The answer must consist of every line in the data below that holds the word "sunglasses".
#### Data to use ####
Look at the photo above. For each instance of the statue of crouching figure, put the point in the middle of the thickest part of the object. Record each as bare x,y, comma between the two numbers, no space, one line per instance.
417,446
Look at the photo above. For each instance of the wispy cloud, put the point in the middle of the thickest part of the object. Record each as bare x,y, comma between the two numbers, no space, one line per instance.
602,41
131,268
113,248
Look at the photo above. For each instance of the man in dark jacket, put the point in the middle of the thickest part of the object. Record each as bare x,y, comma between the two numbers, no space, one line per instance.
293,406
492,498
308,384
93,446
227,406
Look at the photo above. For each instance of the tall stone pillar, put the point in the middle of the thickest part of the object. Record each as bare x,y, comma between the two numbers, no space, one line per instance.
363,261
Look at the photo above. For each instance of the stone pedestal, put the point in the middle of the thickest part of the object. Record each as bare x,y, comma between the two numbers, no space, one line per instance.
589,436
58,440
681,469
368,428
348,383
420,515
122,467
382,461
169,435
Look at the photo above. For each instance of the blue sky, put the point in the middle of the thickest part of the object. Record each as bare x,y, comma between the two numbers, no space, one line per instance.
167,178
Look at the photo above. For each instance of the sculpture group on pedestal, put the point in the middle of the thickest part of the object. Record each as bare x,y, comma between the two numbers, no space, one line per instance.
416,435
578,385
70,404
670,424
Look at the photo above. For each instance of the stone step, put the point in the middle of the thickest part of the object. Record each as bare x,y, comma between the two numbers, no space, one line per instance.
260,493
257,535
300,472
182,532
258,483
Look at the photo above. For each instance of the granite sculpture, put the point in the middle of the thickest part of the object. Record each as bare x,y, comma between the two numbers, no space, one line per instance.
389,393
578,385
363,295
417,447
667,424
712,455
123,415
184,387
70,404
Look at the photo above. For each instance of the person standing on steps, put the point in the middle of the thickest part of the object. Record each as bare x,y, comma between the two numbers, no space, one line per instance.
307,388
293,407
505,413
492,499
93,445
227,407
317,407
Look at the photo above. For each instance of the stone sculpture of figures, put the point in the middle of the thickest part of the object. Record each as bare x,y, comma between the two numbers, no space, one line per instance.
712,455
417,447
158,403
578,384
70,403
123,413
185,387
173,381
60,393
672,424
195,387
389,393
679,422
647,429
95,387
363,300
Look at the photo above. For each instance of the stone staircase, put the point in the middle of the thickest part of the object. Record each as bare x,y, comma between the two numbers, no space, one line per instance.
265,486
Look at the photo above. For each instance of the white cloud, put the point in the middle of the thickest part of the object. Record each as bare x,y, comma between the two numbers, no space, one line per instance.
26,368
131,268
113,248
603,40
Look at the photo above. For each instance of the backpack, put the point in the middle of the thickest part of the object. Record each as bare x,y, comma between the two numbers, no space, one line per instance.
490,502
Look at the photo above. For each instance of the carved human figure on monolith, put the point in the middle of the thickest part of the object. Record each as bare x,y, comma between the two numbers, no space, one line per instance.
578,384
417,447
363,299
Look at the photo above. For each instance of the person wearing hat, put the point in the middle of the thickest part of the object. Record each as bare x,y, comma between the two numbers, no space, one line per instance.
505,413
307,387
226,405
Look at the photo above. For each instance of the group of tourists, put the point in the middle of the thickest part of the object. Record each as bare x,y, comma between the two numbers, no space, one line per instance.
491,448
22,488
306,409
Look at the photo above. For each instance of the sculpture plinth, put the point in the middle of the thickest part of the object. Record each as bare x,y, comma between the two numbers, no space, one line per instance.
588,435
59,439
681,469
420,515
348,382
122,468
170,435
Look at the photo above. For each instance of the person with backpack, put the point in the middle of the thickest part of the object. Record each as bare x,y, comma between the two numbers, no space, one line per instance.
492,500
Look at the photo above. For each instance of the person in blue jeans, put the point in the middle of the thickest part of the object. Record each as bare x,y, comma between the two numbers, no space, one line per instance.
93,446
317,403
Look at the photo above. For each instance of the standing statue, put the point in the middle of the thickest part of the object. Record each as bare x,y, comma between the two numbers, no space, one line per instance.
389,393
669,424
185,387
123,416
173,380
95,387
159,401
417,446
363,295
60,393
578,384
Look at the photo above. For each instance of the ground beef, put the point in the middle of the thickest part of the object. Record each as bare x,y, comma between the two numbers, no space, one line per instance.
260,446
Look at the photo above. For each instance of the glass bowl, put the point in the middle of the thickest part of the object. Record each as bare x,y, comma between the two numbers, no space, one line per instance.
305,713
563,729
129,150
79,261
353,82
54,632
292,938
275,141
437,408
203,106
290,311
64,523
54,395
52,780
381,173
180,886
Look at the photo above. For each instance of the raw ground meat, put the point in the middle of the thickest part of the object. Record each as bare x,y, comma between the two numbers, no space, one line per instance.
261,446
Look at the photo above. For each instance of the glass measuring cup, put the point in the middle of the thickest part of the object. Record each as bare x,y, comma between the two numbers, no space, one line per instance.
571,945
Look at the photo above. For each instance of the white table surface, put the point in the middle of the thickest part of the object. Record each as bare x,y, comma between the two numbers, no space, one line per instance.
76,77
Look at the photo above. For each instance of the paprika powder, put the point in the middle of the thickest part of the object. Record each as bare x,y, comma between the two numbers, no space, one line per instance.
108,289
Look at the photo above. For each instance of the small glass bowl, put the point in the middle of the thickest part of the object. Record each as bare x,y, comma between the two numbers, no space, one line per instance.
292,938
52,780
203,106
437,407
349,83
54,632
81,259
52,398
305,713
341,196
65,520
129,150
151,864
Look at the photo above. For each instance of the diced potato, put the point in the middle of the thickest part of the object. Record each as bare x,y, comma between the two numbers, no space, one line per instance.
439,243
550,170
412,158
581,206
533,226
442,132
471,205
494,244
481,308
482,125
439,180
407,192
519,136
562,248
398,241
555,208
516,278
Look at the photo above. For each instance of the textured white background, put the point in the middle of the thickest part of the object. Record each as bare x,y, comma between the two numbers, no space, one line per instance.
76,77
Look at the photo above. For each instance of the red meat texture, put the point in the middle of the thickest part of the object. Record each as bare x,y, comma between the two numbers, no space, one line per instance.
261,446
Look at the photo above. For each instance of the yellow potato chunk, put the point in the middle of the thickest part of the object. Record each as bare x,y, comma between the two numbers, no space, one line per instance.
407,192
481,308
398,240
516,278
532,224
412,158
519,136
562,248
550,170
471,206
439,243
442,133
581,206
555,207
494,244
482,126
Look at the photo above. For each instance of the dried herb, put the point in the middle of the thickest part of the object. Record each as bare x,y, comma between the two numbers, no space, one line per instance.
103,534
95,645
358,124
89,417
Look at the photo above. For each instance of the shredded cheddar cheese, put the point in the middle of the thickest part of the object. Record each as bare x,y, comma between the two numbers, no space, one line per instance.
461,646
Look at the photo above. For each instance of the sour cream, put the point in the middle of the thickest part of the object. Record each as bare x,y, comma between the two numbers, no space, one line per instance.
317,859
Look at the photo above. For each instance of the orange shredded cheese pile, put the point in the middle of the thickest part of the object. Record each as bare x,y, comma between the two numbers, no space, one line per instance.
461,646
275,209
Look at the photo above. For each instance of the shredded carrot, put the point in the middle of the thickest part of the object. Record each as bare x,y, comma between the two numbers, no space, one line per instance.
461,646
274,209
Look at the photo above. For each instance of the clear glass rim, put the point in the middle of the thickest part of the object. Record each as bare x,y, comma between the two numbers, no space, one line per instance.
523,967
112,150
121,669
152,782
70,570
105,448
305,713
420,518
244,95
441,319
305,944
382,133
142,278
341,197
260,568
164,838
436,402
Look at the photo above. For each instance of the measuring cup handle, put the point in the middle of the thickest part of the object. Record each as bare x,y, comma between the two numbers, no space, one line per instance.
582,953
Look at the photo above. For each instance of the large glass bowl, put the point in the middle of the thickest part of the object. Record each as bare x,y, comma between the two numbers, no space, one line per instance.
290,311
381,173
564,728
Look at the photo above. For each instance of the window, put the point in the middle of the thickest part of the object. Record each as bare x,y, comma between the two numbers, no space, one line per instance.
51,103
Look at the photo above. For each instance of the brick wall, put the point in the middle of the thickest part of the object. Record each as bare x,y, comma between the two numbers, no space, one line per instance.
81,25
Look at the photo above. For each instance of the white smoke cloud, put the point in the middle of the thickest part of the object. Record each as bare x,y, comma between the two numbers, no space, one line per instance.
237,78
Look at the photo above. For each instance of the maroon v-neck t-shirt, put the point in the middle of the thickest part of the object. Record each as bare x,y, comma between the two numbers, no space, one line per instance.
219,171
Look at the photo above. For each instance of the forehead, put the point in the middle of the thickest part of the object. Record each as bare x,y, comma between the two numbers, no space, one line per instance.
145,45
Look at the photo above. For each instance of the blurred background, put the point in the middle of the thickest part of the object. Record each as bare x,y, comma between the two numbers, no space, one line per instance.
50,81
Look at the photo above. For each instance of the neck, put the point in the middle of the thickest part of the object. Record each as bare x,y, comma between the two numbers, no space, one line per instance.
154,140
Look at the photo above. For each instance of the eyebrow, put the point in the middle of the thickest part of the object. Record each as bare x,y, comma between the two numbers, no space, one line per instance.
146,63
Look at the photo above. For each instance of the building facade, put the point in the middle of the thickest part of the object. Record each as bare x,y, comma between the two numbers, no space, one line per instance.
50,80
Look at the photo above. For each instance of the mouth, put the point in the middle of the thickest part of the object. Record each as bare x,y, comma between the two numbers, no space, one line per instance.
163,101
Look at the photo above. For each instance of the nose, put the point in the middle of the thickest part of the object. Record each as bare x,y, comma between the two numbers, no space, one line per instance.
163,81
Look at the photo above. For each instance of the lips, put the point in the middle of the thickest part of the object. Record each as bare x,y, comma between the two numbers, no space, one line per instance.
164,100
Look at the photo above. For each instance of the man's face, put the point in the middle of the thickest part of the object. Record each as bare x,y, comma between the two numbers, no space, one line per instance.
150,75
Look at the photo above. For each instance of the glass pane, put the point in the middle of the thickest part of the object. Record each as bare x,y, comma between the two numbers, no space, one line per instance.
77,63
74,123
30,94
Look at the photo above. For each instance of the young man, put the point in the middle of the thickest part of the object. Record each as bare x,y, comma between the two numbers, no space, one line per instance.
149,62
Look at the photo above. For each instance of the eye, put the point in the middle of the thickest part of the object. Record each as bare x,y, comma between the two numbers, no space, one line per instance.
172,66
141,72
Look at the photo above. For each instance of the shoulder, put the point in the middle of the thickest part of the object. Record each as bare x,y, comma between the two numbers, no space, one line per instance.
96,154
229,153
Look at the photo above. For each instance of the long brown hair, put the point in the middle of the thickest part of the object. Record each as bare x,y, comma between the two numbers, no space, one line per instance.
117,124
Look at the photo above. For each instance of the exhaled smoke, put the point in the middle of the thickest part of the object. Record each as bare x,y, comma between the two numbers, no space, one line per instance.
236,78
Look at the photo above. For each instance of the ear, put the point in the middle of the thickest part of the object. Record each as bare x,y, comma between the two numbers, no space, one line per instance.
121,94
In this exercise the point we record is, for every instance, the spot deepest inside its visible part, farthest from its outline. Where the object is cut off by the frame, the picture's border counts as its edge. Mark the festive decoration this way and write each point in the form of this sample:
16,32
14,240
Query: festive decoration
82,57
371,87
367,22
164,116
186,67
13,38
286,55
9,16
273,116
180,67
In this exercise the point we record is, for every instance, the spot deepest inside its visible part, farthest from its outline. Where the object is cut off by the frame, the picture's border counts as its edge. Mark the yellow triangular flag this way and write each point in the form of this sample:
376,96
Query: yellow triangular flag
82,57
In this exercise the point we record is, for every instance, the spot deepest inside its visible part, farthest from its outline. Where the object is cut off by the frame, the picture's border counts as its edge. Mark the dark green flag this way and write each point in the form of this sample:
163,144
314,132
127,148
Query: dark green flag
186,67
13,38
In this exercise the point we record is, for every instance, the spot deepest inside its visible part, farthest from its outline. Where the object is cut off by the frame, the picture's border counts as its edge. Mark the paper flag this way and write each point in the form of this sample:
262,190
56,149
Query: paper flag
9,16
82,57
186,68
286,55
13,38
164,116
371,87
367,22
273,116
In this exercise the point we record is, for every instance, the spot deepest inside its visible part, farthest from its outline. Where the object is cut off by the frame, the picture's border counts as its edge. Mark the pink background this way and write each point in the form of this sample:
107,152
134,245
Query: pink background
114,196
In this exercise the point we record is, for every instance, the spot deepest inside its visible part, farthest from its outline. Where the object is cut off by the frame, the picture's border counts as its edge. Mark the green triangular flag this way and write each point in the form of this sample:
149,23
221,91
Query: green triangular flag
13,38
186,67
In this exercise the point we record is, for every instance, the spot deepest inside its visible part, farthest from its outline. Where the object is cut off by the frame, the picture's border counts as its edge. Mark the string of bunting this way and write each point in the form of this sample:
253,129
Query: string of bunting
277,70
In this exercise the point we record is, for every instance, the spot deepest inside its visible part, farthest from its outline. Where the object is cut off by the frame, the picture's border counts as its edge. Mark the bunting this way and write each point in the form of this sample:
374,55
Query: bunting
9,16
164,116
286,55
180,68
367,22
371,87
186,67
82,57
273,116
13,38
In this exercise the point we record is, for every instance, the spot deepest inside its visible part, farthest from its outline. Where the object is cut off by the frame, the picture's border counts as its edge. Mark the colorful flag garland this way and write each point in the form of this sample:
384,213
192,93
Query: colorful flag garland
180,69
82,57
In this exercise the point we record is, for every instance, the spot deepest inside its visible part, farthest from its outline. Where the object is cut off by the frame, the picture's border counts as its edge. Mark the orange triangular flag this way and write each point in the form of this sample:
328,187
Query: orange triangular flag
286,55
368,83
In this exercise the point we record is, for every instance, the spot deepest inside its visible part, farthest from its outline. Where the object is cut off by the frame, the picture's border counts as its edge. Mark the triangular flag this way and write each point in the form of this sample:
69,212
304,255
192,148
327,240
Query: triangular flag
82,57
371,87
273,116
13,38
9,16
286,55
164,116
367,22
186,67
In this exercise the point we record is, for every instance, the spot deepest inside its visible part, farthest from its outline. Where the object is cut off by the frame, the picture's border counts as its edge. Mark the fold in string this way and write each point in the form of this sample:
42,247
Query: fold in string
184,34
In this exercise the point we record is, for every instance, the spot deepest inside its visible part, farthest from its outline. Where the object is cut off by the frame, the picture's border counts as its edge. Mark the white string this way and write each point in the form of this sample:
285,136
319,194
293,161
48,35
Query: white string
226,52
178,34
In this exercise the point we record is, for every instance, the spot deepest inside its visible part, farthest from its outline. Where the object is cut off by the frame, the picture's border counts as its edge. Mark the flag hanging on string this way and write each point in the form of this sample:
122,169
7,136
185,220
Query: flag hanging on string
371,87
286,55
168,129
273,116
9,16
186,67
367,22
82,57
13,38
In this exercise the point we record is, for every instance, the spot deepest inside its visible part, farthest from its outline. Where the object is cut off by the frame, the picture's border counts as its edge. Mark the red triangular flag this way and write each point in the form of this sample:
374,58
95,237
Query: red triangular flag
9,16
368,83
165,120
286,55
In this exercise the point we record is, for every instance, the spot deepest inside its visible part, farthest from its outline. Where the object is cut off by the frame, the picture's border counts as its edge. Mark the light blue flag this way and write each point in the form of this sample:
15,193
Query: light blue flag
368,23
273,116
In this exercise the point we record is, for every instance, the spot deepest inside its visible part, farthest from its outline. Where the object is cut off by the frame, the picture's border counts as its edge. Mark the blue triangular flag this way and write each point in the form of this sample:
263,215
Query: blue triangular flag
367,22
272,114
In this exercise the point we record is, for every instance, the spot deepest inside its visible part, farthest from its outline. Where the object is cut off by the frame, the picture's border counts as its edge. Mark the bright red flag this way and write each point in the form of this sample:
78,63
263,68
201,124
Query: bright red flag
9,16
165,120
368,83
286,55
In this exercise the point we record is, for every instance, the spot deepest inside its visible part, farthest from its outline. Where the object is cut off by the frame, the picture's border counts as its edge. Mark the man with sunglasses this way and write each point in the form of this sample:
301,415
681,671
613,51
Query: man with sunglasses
####
- Solution to this exercise -
In this exercise the point we record is, for every instance, the spot deepest inside its visible part, farthest from its outline. Where the object is cut off by the frame, the picture's border counts as its edge. Mark the man with sunglasses this way and write each point in the form of this sample:
Query: man with sunglasses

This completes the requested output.